**WHAT THIS EXERCISE ASKS**
a) Answer these from the USB thread:
(i) Which Dell computer model did the first poster format before reinstalling Windows XP?
(ii) To which service pack did the first poster later upgrade?
(iii) How many of the 25 Dell GX270 computers bought for the office had motherboard failures?
b) Reproduce word for word the part of the USB thread running from "The other 20" down to "into another computer.".

# Usb not detected



## Ah Snah (Jun 14, 2005)

After i formatted my Dell Optiplex GX270 and did a freshed installation of Windows XP, my USB doesnt work. I downloaded Service Pack 1 to fix the yellow exclamation mark so it did. But when i connect my devices to the usb port, it doesnt detect it. I know my usb devices are working fine because i use it on my other computers. For instances, my Joystick. It is working because the lights for it turns on, but windows xp does not detect it. What is wrong? Please help me!


----------



## dai (Jul 2, 2004)

in the device manager click on view/show hidden devices
uninstall all instances of usb
unplug all usb plugs
reboot twice and replug devices in


----------



## Ah Snah (Jun 14, 2005)

I did that, and still, it doesnt work. Please, if there is a way which i can fix this problem, please tell me how!


----------



## dai (Jul 2, 2004)

have you a dell driver disk with usb drivers to install


----------



## Ah Snah (Jun 14, 2005)

i did tried it. still doesnt work :deveous:


----------



## dai (Jul 2, 2004)

have you installed sp2


----------



## Ah Snah (Jun 14, 2005)

Wouldnt that make my computer slower?


----------



## whodat (Mar 13, 2005)

possibly
but it might be a necessity for you...try it
chow
defrag and clean your drive with cleanup afterwords


----------



## dai (Jul 2, 2004)

well it has not slowed mine down


----------



## Ah Snah (Jun 14, 2005)

I upgraded to Service pack 2, still, doesnt work.....


----------



## dai (Jul 2, 2004)

http://support.microsoft.com/default.aspx?scid=KB;EN-US;Q310575&ID=KB;EN-US;Q310575
http://www.usbman.com/USB 2 News.htm


----------



## Terrister (Apr 18, 2005)

Have you tried going to the Dell website and downloading the motherboard drivers for your system?

I have seen cases where the Windows drivers do not give any sign they do not work. Just update the motherboard drivers with the Dell ones and I think it will fix this problem.

Let us know.


----------



## Ah Snah (Jun 14, 2005)

Yes I did, but still doesnt work.


----------



## scottagreer (Jun 30, 2005)

*USB not detected - Because it's DEAD!*

I purchased 25 Dell GX270 computer for my office.

Of those, 5 have had motherboard failures stemming from connected USB devices.

The other 20 that have not had problems do not have any USB devices connected. Yesterday, my USB Kensingtion Expert mouse (track ball) quit working. I replaced it with a standard PS2 mouse which worked fine. Later I plugged in my USB flash drive - no response. I tried other USB devices in the various USB ports. All dead. Of course, they all worked fine when plugged into another computer.

In all cases, the Intel chip that sits adjacent to the memory slot showed signs of overheating - even melting! That thing will blister your finger in a few seconds! 2 systems gave off a nasty smell in the process. I suspect that there is a problem with the USB chip that causes the thing to overheat when supporting one or more USB devices. Failure may happen instantly as it did in one of my systems, or over time as was the case with my system yesterday.

Interestingly, my system still works in every other way as of this moment. In the other 4 cases, the system failed to boot.

Other offices in my organization have also reported GX260/270 MoBo failures.

However, I've yet to hear any report from Dell recognizing a design problem.

Dell is good about replacing parts. My new MoBo should be here today. However, one of our failed systems was after a new Mobo replacement. So, my fear is that the problem hasn't been resolved and that I'm stuck with 25 systems that may require mobo replacements until the warrantee expires. After that, when they fail, they'll be trashed.

Scott


----------

Rows from an object pointing dataset:
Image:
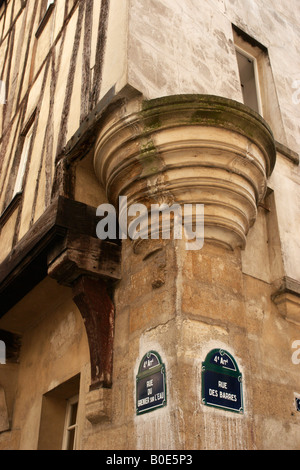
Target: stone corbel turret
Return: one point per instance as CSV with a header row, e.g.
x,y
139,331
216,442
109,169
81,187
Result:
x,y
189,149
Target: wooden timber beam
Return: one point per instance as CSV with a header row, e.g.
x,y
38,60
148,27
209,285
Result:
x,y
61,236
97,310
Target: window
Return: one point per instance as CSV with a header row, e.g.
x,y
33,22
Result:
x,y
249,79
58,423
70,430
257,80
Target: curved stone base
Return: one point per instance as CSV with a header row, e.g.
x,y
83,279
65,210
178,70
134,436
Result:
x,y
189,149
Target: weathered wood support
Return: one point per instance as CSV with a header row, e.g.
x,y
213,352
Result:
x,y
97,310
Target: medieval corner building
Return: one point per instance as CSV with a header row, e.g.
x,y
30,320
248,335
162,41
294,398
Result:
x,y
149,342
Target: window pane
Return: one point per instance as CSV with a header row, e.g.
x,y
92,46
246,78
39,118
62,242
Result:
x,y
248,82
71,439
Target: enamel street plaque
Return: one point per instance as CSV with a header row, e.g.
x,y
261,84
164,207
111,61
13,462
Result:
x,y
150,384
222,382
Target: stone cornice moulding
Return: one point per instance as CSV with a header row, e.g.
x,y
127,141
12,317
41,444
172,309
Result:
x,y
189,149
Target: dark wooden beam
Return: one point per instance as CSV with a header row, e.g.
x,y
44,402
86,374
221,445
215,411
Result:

**RESPONSES FOR EACH TASK**
a)
(i) The Dell Optiplex GX270
(ii) Service Pack 2
(iii) 5

b)
The other 20 that have not had problems do not have any USB devices connected. Yesterday, my USB Kensingtion Expert mouse (track ball) quit working. I replaced it with a standard PS2 mouse which worked fine. Later I plugged in my USB flash drive - no response. I tried other USB devices in the various USB ports. All dead. Of course, they all worked fine when plugged into another computer.